Aim of the exercise
Only the lines below between the ones containing "reads [[428, 352]]." and "reads [[186, 372]].", inclusive, are to be reproduced, each exactly as it stands.
_ _ _ _ _ _ _
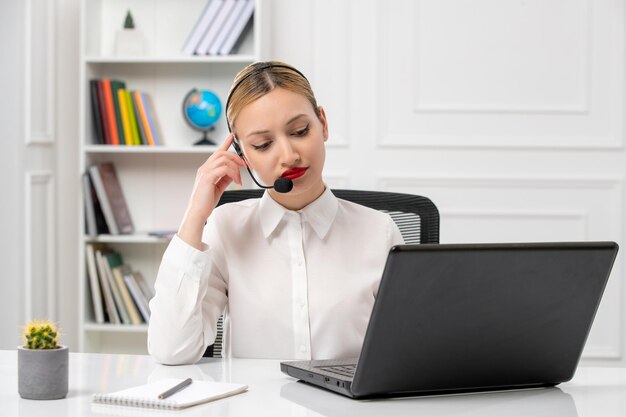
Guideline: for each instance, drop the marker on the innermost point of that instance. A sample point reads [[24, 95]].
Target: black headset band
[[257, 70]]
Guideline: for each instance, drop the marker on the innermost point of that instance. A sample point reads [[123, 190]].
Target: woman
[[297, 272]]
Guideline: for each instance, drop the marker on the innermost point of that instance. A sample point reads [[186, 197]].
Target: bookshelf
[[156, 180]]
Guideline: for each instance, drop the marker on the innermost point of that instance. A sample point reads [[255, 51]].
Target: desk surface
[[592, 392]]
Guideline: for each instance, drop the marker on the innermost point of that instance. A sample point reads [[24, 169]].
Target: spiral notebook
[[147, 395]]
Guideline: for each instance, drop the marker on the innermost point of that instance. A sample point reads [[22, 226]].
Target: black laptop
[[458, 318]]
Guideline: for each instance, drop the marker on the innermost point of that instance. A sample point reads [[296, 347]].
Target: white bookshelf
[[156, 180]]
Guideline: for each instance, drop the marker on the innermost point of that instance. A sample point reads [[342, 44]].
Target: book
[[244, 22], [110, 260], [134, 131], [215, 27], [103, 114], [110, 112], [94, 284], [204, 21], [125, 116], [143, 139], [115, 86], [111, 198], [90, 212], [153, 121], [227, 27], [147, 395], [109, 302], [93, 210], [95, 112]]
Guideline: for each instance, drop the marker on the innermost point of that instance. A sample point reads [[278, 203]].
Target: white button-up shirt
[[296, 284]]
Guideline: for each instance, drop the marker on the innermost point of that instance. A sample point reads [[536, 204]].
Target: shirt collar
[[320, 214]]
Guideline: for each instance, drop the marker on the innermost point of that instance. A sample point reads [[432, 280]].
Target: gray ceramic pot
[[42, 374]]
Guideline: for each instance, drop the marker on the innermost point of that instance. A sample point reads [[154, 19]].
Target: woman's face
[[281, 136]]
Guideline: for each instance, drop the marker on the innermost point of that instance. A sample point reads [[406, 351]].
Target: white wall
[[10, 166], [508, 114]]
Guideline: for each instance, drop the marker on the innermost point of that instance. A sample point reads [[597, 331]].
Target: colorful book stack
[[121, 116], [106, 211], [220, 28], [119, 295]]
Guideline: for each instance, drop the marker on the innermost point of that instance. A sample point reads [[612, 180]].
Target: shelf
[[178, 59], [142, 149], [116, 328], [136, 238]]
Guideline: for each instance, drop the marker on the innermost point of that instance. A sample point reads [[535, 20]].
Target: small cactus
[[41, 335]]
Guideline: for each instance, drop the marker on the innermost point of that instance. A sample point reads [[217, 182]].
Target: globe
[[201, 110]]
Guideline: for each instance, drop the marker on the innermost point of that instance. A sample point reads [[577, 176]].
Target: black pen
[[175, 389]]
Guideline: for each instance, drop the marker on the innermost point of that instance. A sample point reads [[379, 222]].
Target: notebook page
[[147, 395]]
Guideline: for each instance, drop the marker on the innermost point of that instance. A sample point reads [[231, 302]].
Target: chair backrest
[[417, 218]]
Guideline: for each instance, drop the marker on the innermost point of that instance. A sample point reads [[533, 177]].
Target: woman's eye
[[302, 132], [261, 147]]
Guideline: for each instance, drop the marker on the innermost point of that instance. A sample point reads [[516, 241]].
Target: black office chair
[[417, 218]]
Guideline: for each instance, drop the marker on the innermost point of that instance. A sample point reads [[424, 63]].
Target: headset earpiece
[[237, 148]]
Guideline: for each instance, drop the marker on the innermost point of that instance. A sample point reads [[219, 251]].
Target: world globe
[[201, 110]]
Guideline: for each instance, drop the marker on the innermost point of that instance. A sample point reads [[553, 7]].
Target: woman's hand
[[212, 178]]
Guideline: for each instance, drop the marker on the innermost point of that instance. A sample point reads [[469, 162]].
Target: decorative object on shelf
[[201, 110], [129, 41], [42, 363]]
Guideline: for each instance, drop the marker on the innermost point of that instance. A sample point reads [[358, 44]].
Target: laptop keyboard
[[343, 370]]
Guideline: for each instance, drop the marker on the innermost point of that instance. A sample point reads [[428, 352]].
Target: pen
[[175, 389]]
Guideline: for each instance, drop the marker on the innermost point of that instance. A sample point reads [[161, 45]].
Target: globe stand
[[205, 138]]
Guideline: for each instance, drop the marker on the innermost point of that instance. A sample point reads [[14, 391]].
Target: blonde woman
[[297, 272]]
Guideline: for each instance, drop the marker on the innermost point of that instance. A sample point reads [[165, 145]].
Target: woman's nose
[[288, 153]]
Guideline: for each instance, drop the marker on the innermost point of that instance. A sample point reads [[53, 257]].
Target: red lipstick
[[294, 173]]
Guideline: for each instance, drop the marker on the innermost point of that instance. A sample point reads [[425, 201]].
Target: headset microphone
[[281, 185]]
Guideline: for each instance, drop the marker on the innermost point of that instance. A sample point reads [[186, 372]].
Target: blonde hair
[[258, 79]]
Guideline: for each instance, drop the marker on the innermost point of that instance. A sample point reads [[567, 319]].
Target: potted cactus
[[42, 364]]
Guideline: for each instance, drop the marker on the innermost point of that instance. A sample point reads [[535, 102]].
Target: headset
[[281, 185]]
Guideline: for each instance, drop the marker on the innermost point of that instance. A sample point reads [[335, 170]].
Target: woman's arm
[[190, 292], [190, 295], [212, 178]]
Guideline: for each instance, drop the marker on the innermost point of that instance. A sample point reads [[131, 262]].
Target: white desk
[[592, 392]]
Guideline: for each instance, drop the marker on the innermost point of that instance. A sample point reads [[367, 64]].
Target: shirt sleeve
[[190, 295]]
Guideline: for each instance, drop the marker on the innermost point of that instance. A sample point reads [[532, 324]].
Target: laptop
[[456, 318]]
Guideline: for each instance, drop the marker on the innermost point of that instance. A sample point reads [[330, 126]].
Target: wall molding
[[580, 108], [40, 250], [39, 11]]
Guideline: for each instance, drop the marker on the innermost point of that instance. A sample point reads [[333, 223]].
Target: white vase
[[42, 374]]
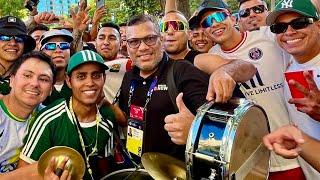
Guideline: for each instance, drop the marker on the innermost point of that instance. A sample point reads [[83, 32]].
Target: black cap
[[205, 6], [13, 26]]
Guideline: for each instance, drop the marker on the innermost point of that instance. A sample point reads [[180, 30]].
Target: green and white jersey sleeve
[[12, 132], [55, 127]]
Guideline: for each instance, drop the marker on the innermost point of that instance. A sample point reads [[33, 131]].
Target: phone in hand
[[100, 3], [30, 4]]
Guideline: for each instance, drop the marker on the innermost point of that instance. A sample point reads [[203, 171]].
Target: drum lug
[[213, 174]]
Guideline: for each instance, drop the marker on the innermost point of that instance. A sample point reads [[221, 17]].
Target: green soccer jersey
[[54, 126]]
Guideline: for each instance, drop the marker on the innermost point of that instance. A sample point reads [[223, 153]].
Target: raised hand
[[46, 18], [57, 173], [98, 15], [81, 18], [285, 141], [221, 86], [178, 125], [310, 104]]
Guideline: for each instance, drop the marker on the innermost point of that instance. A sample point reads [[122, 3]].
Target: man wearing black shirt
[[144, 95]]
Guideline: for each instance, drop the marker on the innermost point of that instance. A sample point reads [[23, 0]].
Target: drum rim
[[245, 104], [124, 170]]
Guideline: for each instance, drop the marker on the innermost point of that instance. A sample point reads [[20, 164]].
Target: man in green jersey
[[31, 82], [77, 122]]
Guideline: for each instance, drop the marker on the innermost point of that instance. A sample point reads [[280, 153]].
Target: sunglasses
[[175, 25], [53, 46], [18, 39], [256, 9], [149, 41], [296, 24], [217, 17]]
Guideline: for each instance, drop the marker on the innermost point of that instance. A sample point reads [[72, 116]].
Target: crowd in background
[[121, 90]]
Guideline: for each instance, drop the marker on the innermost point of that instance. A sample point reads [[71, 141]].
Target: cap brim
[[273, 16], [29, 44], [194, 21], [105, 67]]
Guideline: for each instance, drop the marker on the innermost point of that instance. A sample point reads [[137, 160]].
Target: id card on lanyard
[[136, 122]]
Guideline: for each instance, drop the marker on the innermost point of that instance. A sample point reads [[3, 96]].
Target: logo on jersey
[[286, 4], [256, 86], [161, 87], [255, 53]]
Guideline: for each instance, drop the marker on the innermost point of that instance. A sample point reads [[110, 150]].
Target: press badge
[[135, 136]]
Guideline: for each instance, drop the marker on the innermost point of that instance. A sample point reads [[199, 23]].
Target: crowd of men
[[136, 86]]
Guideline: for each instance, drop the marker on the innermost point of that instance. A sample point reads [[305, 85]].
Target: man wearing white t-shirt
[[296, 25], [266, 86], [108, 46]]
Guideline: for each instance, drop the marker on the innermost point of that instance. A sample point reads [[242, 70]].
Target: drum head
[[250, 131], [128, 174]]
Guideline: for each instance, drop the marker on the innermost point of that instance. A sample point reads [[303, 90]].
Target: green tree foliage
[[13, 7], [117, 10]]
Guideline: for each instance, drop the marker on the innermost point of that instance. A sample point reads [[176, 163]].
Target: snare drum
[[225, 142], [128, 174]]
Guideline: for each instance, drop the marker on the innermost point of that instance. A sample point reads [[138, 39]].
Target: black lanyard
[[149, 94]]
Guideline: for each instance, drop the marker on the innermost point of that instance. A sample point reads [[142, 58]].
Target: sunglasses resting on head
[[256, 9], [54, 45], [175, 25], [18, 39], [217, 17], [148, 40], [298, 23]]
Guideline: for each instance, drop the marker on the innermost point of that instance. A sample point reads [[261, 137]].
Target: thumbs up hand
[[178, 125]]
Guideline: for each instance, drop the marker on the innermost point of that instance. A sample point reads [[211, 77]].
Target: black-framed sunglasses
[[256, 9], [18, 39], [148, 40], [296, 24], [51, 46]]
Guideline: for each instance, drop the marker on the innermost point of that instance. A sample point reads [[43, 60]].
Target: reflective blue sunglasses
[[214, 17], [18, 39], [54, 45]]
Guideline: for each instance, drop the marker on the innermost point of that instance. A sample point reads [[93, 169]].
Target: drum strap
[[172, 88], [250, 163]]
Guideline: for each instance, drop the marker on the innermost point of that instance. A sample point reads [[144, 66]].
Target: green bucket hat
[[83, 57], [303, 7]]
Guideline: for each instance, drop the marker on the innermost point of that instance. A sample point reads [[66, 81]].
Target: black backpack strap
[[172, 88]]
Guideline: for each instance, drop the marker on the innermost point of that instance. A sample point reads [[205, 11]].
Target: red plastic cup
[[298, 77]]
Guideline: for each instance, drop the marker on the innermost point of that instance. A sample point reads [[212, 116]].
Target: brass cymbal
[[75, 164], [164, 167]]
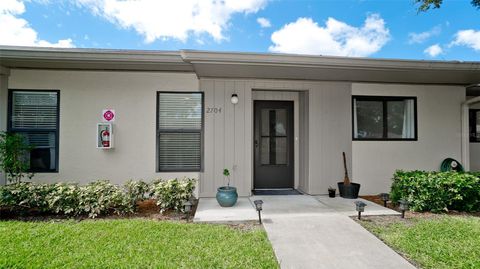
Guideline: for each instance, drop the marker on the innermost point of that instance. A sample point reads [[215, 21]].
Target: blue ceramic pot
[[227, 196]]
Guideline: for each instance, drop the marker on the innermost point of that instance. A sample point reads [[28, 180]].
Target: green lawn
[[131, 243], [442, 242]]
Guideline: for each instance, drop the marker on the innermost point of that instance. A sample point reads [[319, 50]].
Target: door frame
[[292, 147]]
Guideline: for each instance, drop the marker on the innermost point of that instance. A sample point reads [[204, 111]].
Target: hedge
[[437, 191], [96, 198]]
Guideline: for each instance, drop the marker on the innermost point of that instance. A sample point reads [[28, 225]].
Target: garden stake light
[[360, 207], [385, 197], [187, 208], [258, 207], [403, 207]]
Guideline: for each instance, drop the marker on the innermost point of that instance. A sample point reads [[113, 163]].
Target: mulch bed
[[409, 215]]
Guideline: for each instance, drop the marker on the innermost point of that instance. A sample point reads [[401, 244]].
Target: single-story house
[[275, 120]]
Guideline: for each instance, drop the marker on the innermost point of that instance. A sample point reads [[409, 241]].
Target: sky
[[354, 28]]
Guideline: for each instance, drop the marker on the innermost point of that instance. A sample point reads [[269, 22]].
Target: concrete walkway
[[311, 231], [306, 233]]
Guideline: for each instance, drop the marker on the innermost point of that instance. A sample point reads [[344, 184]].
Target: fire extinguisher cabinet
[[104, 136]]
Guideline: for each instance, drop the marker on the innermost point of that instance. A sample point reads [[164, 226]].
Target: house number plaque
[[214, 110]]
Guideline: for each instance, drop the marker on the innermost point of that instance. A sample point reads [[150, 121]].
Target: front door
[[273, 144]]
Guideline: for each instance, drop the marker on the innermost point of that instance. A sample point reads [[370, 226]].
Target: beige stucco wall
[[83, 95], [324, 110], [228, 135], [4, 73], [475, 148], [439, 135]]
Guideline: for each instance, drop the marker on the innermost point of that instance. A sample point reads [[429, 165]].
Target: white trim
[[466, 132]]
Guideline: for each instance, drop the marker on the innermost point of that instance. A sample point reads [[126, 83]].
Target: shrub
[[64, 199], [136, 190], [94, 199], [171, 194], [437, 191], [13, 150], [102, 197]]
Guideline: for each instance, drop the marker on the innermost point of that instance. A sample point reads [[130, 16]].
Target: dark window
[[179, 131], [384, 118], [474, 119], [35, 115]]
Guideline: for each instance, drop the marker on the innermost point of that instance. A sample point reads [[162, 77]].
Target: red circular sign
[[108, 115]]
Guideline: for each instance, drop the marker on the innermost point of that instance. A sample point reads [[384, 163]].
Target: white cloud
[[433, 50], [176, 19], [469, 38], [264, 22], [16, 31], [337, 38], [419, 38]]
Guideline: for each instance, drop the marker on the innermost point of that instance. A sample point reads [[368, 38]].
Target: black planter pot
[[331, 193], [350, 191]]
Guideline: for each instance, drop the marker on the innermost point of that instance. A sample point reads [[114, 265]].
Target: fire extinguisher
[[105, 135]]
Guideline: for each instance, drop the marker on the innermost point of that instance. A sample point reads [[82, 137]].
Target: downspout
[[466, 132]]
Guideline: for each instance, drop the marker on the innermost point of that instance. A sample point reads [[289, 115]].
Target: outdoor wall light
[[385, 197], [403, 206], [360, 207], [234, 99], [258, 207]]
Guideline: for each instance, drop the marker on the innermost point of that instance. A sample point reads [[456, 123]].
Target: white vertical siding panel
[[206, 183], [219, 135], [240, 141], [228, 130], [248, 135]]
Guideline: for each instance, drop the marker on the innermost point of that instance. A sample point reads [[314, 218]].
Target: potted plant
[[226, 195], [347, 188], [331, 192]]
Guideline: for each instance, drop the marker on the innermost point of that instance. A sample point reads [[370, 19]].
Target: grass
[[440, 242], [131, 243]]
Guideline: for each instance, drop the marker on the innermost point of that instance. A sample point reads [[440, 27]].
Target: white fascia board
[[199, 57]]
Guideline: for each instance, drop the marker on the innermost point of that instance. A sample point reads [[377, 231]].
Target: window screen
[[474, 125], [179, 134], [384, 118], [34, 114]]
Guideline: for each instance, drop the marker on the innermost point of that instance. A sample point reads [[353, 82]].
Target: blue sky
_ _ _ _ _ _ _
Response
Guideline: for each instance, drop the marker on the innermost point of that instance. A sample point reads [[428, 352]].
Target: pen
[[175, 389]]
Guideline: for each instance, drop the marker on the innermost point of that instance. A sample point reads [[161, 45]].
Target: globe stand
[[205, 138]]
Guideline: for each instance, drop the marker on the innermost point of that instance. A sample point reads [[14, 391]].
Target: blonde woman
[[297, 272]]
Guideline: for each instance, drop the marker on the innermost point of that instance. A sample point reads [[165, 145]].
Target: woman's nose
[[288, 153]]
Guideline: for each instance, drop the marker on the innermost point of that instance. A sample point reads [[53, 257]].
Target: red lipstick
[[294, 173]]
Guideline: for each instance, drop the marker on the innermost point of that instance. A sample point reads [[425, 201]].
Target: headset microphone
[[281, 185]]
Guideline: for each instance, drop the marker on the innermost point of that instance. A sample point reads [[186, 372]].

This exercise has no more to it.